INSTRUCTIONS TO FOLLOW >> Only the lines in the entries below from the line with "Please find: log cabin" to the line with "Please find: inner petal", both included, belong in the answer, transcribed exactly and without pictures.

SUPPLIED DATA >>
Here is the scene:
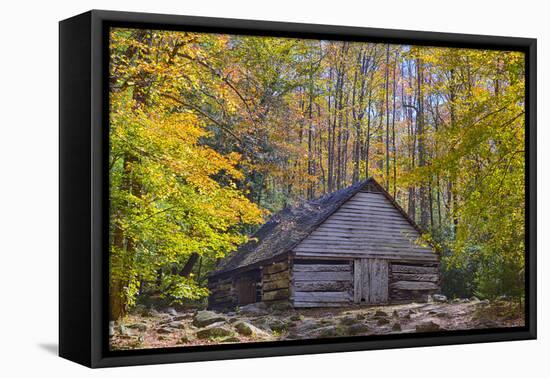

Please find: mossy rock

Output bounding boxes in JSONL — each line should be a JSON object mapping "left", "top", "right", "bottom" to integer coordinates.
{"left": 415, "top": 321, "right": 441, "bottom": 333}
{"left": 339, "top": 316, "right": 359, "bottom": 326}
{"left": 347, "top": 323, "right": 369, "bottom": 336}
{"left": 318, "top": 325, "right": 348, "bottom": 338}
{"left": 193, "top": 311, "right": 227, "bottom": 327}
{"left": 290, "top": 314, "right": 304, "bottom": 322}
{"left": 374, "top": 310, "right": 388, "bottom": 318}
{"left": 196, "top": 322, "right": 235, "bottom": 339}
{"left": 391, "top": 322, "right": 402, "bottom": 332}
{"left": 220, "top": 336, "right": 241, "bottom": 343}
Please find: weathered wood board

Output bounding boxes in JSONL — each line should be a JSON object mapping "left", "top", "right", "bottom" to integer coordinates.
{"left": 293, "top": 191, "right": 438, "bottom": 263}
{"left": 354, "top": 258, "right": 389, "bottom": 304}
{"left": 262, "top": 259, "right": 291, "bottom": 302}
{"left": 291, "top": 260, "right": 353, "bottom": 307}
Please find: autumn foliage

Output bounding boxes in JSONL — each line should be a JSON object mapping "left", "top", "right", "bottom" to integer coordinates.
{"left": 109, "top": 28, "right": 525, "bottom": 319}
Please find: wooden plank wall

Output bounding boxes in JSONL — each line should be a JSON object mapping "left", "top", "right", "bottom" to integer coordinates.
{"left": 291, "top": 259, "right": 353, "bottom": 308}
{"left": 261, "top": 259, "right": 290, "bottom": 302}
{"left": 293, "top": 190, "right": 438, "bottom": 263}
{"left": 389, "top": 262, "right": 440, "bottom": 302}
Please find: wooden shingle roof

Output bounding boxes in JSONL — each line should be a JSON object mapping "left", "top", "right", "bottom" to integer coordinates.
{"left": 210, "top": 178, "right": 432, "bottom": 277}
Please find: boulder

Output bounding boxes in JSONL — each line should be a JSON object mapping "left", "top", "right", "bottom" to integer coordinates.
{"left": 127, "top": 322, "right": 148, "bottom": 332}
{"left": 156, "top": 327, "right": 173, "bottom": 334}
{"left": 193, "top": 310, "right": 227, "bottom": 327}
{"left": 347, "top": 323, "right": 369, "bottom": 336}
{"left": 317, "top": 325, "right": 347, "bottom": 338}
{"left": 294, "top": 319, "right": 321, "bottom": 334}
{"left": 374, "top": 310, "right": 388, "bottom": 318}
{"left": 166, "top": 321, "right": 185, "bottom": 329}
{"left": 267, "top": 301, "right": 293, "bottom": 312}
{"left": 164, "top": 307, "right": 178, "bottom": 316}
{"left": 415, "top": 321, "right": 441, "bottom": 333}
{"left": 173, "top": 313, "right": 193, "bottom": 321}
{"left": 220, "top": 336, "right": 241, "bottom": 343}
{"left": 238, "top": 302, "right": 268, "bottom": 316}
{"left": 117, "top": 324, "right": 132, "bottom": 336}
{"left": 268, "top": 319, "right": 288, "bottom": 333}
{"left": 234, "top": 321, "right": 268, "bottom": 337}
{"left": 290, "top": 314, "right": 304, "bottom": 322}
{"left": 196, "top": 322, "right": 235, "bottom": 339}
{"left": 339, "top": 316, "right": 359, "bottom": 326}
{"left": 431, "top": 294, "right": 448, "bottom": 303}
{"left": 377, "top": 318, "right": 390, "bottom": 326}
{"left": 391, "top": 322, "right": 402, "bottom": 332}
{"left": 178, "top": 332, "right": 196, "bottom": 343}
--
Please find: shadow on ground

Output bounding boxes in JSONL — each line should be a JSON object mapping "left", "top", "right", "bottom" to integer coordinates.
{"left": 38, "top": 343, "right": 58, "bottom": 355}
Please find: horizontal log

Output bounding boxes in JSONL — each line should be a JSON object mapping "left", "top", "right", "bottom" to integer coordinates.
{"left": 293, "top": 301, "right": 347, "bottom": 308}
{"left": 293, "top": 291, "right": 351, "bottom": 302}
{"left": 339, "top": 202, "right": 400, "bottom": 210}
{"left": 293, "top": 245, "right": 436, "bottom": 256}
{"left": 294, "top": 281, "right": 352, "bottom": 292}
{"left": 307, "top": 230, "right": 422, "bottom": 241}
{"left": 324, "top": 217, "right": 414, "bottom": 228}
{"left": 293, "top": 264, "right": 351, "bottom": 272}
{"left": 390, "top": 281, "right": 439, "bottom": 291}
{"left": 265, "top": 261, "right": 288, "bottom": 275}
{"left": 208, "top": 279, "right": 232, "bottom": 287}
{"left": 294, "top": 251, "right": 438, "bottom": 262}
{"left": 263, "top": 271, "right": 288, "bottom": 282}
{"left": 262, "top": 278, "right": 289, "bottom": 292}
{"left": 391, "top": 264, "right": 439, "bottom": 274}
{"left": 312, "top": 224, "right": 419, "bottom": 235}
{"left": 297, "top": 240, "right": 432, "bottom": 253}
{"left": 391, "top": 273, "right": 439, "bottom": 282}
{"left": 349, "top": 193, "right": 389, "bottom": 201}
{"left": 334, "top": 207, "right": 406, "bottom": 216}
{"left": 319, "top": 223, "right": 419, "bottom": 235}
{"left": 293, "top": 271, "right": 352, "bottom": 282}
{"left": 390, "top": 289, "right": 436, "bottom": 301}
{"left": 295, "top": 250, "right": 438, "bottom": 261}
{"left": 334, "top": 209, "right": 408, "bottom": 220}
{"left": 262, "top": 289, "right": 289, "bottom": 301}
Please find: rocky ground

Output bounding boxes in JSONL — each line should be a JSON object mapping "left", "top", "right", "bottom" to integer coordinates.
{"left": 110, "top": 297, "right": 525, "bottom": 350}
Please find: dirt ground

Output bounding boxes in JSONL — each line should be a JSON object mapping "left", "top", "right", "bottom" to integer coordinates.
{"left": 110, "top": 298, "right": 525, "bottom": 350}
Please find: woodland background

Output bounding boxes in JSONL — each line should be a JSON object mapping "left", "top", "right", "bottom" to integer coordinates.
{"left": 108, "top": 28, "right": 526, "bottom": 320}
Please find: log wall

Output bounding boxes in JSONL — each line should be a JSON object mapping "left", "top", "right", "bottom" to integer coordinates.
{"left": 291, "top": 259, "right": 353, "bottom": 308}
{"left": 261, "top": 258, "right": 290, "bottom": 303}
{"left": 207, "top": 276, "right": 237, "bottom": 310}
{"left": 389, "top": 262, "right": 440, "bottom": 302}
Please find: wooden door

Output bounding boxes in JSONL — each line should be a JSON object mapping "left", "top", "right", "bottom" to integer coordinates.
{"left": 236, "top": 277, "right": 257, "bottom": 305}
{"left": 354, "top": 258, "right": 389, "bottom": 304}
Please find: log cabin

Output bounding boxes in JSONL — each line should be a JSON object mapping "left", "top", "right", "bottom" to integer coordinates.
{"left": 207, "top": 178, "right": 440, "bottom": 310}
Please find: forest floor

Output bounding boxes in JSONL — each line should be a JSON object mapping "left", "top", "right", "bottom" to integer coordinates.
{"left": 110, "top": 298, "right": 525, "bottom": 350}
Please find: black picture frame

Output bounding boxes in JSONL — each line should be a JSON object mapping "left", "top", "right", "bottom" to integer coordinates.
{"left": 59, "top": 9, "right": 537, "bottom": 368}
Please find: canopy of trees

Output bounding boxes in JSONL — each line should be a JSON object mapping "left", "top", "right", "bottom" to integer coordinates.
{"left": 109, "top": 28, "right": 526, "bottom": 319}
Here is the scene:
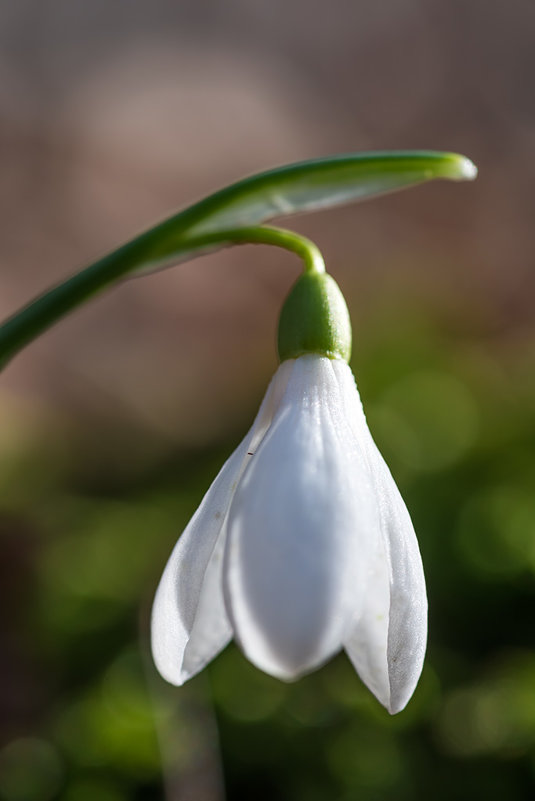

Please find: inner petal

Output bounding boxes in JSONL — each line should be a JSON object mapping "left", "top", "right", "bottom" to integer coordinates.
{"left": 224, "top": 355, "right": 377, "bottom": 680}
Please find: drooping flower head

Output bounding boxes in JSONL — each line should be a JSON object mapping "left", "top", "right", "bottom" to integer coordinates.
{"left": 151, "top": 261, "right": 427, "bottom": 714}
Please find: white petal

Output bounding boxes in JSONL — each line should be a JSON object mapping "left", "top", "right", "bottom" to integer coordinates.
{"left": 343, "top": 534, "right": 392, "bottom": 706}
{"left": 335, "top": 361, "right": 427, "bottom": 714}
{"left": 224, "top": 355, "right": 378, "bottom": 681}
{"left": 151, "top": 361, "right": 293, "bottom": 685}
--
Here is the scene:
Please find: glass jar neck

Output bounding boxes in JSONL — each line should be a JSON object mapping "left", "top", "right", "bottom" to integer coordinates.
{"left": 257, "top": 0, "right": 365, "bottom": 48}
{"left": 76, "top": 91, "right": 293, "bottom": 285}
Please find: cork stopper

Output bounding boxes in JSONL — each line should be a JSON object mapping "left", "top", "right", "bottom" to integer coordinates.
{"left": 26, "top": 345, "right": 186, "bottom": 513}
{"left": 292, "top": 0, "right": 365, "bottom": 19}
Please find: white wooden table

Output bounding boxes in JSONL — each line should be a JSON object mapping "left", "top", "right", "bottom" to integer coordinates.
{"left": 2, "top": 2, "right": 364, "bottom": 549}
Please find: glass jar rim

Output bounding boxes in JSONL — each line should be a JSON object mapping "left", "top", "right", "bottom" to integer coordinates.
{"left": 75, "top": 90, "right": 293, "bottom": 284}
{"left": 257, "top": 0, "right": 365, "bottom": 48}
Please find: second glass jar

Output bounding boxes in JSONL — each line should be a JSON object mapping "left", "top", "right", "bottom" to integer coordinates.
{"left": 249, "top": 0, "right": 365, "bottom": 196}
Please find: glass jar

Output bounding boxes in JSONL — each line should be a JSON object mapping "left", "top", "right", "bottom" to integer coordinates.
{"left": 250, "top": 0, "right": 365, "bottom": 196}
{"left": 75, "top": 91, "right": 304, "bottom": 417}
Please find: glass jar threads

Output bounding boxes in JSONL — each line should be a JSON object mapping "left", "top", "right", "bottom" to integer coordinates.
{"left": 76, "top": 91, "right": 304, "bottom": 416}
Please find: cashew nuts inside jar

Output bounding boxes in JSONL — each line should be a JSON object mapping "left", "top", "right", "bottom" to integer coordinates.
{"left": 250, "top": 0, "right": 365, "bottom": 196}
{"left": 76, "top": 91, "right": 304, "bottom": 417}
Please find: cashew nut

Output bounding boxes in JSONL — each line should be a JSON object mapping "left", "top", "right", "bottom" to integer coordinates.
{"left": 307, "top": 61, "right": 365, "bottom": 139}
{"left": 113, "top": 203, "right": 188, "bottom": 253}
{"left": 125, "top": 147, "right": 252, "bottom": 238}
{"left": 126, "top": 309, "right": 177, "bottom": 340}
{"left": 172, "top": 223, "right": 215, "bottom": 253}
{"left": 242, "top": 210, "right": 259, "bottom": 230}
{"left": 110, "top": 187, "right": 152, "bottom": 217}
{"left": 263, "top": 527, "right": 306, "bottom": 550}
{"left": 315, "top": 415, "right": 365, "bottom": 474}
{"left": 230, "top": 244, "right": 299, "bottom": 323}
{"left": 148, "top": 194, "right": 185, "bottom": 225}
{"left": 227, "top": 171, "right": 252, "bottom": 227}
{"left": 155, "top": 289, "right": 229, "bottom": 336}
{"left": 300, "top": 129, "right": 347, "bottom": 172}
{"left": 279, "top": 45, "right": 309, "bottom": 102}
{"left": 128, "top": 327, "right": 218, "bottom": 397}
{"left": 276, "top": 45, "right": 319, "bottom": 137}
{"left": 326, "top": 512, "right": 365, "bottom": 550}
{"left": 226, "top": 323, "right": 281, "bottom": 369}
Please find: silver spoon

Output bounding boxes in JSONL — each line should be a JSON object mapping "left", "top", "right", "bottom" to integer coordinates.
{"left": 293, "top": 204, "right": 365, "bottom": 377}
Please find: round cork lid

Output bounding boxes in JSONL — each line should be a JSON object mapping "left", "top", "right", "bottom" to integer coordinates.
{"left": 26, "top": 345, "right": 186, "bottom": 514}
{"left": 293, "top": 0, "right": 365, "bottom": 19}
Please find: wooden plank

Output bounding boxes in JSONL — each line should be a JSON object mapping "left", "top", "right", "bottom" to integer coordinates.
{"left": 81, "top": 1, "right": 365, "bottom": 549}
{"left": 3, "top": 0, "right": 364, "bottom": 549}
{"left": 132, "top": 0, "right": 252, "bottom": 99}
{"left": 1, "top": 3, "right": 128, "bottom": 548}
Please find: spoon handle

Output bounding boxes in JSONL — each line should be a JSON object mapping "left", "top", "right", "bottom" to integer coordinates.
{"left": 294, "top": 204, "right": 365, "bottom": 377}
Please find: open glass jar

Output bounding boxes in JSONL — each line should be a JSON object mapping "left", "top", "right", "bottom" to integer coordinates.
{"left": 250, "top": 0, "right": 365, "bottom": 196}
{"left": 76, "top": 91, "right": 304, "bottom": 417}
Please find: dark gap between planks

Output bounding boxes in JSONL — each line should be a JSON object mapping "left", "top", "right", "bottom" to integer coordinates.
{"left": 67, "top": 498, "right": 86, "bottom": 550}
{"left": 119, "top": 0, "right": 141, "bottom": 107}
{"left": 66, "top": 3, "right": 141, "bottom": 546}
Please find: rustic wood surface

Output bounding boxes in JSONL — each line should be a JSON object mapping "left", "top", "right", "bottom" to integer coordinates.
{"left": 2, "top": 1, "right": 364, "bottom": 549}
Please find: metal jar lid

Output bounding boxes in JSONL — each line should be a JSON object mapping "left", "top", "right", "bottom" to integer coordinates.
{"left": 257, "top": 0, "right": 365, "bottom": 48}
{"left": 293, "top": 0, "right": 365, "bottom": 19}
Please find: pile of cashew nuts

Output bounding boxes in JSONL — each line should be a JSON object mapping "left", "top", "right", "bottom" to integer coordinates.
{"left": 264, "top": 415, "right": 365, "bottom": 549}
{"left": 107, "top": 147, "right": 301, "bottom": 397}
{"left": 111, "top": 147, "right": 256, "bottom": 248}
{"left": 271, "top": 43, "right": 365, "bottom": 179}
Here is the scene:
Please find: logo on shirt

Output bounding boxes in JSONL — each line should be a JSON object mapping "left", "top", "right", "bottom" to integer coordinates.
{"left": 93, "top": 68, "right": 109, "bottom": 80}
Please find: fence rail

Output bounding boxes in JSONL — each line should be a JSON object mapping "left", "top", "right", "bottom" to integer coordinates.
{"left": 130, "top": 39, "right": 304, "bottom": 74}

TASK ANSWER >>
Please find: log cabin

Output bounding boxes in JSONL — each line should be a JSON object mapping "left", "top", "right", "bottom" to integer coordinates.
{"left": 207, "top": 178, "right": 440, "bottom": 310}
Please find: forest floor

Output bounding boxes in JSONL — each line should be a JSON object mapping "left", "top", "right", "bottom" to integer coordinates.
{"left": 110, "top": 298, "right": 525, "bottom": 350}
Please find: black picture frame

Output bounding boxes in JSONL — each line should be a JSON object mapping "left", "top", "right", "bottom" to integer coordinates.
{"left": 59, "top": 9, "right": 537, "bottom": 368}
Please find: canopy of trees

Output bounding boxes in JSONL — each line should be a JSON object mapping "left", "top", "right", "bottom" to integer coordinates.
{"left": 109, "top": 28, "right": 526, "bottom": 319}
Here is the scene:

Please find: inner petal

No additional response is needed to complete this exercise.